* START *
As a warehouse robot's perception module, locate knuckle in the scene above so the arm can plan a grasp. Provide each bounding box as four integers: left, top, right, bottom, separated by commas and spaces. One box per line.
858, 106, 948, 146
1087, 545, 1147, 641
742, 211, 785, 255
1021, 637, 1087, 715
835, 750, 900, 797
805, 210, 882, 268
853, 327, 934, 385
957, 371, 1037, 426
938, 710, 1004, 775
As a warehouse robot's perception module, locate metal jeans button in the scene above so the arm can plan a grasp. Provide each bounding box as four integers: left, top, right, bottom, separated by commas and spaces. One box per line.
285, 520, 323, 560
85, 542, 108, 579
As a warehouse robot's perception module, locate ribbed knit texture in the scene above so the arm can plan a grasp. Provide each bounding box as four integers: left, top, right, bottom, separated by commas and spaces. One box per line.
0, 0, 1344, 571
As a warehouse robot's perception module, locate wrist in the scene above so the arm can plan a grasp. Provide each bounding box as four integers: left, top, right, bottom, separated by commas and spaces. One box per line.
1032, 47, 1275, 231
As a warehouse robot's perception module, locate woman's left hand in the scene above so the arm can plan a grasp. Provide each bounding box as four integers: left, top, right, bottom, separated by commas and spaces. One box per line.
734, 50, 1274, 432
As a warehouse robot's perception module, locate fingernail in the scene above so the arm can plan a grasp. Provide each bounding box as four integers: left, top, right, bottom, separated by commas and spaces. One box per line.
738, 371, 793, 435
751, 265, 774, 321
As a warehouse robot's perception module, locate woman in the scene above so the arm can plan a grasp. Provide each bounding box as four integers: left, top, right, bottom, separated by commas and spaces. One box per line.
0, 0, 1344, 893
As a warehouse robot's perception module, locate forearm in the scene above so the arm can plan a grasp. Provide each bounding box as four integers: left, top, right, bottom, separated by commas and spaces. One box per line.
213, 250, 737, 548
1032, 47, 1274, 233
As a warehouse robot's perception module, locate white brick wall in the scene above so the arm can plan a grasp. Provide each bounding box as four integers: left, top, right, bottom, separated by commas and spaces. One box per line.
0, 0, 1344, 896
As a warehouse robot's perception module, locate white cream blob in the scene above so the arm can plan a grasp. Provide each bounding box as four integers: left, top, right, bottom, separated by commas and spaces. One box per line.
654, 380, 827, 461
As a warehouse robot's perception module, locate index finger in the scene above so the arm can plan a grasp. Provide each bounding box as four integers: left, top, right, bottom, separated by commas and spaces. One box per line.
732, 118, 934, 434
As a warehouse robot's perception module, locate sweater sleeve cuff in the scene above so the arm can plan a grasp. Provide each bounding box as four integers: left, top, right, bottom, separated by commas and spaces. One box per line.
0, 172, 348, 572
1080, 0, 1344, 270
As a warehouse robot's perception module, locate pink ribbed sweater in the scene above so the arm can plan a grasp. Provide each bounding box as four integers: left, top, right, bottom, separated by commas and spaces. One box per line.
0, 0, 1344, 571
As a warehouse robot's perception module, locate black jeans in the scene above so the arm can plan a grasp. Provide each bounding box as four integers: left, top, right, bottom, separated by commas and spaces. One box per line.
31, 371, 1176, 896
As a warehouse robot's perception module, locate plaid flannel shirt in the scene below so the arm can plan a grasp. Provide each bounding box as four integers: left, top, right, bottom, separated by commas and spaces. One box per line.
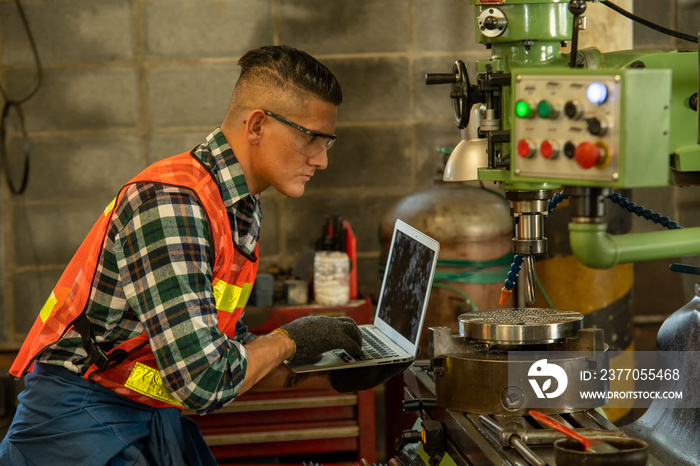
38, 128, 262, 413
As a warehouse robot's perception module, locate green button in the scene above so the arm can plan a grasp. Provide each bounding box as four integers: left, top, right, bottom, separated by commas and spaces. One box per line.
515, 100, 532, 118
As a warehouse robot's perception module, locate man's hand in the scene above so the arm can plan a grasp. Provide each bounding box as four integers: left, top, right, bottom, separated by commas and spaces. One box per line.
278, 316, 362, 362
328, 361, 413, 393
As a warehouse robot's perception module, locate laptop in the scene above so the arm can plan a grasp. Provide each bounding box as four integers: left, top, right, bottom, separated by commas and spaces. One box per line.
287, 220, 440, 373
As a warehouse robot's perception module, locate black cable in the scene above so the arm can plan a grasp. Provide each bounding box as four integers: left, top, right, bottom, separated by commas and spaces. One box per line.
0, 0, 43, 194
600, 0, 698, 44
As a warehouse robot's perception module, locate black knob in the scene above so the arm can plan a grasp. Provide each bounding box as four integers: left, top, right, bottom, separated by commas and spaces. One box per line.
586, 118, 607, 136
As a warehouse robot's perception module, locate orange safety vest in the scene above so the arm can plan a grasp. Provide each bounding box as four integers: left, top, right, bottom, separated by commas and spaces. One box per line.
10, 152, 258, 408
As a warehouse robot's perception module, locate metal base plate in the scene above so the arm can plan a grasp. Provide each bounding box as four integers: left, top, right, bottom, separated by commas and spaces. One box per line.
458, 308, 583, 345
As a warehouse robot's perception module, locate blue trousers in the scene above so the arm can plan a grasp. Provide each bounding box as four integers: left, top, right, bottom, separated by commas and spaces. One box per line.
0, 363, 216, 466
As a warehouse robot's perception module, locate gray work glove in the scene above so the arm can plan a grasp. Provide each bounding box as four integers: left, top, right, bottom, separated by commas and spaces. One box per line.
278, 316, 362, 362
328, 361, 413, 393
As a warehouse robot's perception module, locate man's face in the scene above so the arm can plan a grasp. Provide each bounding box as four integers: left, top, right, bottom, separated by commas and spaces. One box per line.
253, 100, 337, 197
* END *
#### [What is being asked]
Please rewrite everything from the line containing "As a warehouse robot's perception module, locate man's face" down to the end of the records, requests included, scaling each bounding box coordinate in the answers by 0.5 and rounding to a whole number, with halves going up.

#### [Full answer]
As a warehouse robot's perception module, locate man's face in the scene above so the arm can plan a grasp. Provide each bounding box as four integers: left, top, right, bottom, separated by commas and spaces. One box per line.
127, 50, 169, 99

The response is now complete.